Chapter 6
if I Could Make My Own Decisions
In This Chapter
Making decisions with an if statement
Looking at what else you can do
Nesting if statements
Confounding compound logical expressions
Making decisions is a part of the everyday world. Should I get a drink now or wait for the commercial? Should I take this highway exit to go to the bathroom or else wait for the next? Should I take another step or stop and smell the roses? If I’m hungry or I need gas, then I should stop at the convenience store? If it’s a weekend and I feel like it, then I can sleep in? See what I mean?
An assistant, even a stupid one, has to be able to make at least rudimentary decisions. Consider the Tire-Changing Language in Chapter 1. Even there, the program must be able to test for the presence of a lug nut to avoid waving a wrench around uselessly in space over an empty bolt, thereby wasting everyone’s time.

+++++

▶ [What the task asks]
Reproduce the stretch of the excerpt on if statements from "An assistant, even" through "wasting everyone’s time.". The items have no connection to the excerpt on if statements.

▶ [Extracted records]
+++++

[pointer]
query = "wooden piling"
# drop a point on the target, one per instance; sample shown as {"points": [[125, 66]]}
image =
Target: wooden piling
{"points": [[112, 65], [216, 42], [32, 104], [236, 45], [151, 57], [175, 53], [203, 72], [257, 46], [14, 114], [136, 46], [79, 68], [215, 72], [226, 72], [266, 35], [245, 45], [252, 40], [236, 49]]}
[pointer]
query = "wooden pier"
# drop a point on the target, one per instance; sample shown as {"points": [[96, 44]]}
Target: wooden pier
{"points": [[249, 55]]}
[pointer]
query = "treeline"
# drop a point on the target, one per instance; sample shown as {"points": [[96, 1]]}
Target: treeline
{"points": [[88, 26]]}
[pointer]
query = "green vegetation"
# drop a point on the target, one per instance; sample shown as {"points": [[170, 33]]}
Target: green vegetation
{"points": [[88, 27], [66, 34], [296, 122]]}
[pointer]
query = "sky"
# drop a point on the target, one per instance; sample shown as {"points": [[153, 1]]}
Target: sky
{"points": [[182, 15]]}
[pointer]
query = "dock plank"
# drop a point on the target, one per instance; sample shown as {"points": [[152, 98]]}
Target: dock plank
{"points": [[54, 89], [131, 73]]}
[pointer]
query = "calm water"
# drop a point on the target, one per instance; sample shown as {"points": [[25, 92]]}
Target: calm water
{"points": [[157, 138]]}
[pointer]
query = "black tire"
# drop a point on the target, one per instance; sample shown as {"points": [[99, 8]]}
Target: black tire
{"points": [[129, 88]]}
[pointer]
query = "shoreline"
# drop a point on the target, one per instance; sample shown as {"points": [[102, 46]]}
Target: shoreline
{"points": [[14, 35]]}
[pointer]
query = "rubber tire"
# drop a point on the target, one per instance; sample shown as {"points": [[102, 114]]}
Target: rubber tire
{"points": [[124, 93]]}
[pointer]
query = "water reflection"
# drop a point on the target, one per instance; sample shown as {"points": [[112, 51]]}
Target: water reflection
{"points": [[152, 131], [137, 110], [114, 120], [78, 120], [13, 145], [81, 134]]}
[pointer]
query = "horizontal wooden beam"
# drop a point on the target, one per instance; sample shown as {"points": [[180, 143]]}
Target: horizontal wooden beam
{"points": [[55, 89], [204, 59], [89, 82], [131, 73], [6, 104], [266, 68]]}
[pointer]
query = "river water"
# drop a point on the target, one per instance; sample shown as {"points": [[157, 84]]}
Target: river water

+++++

▶ [Expected answer]
An assistant, even a stupid one, has to be able to make at least rudimentary decisions. Consider the Tire-Changing Language in Chapter 1. Even there, the program must be able to test for the presence of a lug nut to avoid waving a wrench around uselessly in space over an empty bolt, thereby wasting everyone’s time.